**DOCUMENT EXTRACT:**
Published: August 27, 2014 (Issue # 1826)




  • Photo: Elkin

August in Russia is a big month for anniversaries. Aug. 19, 1991, saw a conservative military coup in Moscow; its failure signaled the terminal phase of the fall of the Soviet Union. On Aug. 23, it will have been 75 years since Soviet Foreign Minister Vyacheslav Molotov and German Foreign Minister Joachim von Ribbentrop signed a non-aggression treaty in Moscow. Both these events have almost been forgotten. But studying them certainly wouldnt be a waste of time for anyone trying to understand modern Russia.

When I was a student in the mid-90s and interested in making some spending money, a German foundation gave me a job writing a bibliography of the most interesting articles from the Volga German Autonomous Regions biggest publication.

This region existed in Soviet Russia from 1918 to 1941 and was populated by the descendants of German colonist farmers who had come to Russia as early as the 18th century. The region was abolished on Aug. 28, 1941 yet another forgotten August date two months after war broke out between the Soviet Union and Germany. Most ethnic Germans were subsequently deported from the Volga region.

In Germany, the history of the Volga Germans is remembered quite a bit better than in Russia, and because of that I spent some months immersed in the periodical archives of several Moscow libraries. Flipping through yellowed pages full of hard-to-read Gothic script, I got the chance to visit long-gone eras; perhaps the most interesting of them was the end of the 1930s.

**SET EXERCISE 1:** Duplicate everything in the listing from its beginning down through the line that contains "pixel 187 112", and leave the pictures out of your copy.
The article and the listing are separate, unrelated material.

**ROWS:**

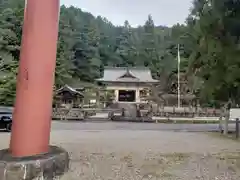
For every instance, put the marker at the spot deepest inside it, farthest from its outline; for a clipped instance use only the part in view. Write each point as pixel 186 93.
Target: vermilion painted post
pixel 33 106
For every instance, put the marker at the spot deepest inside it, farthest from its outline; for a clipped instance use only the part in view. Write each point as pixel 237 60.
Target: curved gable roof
pixel 127 74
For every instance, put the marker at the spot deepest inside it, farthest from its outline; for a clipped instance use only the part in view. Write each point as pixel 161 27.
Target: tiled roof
pixel 70 89
pixel 127 74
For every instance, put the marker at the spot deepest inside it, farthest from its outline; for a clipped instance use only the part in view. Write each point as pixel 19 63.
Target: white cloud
pixel 164 12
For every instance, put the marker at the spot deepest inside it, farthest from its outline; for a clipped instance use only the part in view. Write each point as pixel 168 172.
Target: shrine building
pixel 129 84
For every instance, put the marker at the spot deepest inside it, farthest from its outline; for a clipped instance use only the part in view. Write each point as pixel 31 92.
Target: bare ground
pixel 145 155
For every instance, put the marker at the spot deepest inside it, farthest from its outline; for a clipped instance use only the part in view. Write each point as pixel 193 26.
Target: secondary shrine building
pixel 129 84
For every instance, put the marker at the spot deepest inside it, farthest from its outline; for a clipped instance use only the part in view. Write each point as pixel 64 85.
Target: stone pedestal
pixel 45 166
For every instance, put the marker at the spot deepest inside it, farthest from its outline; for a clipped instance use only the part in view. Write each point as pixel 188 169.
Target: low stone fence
pixel 187 112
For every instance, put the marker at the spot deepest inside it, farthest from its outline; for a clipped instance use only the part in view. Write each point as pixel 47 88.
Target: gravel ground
pixel 145 155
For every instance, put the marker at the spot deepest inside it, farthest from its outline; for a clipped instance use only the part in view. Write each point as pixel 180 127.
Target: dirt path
pixel 140 155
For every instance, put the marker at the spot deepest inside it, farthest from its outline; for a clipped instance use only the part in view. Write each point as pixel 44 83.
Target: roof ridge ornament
pixel 128 74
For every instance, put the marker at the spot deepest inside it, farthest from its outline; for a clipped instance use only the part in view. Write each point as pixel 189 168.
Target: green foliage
pixel 209 48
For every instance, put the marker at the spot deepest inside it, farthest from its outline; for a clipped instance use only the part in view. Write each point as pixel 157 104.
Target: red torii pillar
pixel 33 107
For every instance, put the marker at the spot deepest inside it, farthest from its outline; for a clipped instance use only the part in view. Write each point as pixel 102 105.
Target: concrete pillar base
pixel 45 166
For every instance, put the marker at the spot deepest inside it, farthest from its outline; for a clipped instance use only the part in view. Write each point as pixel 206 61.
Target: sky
pixel 164 12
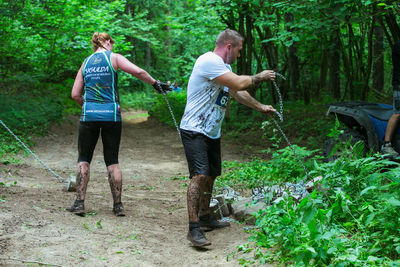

**SET EXERCISE 2:** Name every August date given in the body of the article on Russian anniversaries.

**REPLY 1:**
For every instance, put the marker at the spot deepest inside it, farthest from its outline; for a clipped instance use only the part in view. Write each point as pixel 186 93.
Target: vermilion painted post
pixel 33 106
For every instance, put the marker at the spot deepest inside it, farthest from its outline; for a clipped instance use only the part in view. Write each point as pixel 237 60.
Target: curved gable roof
pixel 127 74
For every instance, put the marker at the spot deepest inside it, farthest from its outline; for a clipped instance use only the part in view. Write each point as pixel 161 27.
Target: tiled roof
pixel 70 89
pixel 127 74
For every instance, put the marker at the spot deepest inside it, farthest from its outline; for a clipped instance use only the part in view. Write each point as pixel 19 63.
Target: white cloud
pixel 164 12
For every instance, put the marker at the spot deepest inside it, farthest from its outline; for a clipped instance use only the part in view. Write each point as pixel 168 172.
Target: shrine building
pixel 129 84
For every instance, put the marker at the spot deepest inside it, farthest from its outline; for a clipped instance use only the part in view. Write each point as pixel 31 92.
Target: bare ground
pixel 145 155
For every instance, put the marker at the spot deepest inside it, farthest from its outline; for a clipped instance use only the part in view. Write each point as pixel 193 26.
Target: secondary shrine building
pixel 129 84
For every instance, put the marker at the spot deepest inside it, farthest from its outline; for a clipped instance use only the part in view. Write each point as pixel 64 85.
Target: stone pedestal
pixel 45 166
For every instance, put the marker at the spot deepest inside it, farthest from its outline; for a clipped instance use only the part in view. Write each point as pixel 188 169.
Target: low stone fence
pixel 187 112

**REPLY 2:** Aug. 19, 1991; Aug. 23; Aug. 28, 1941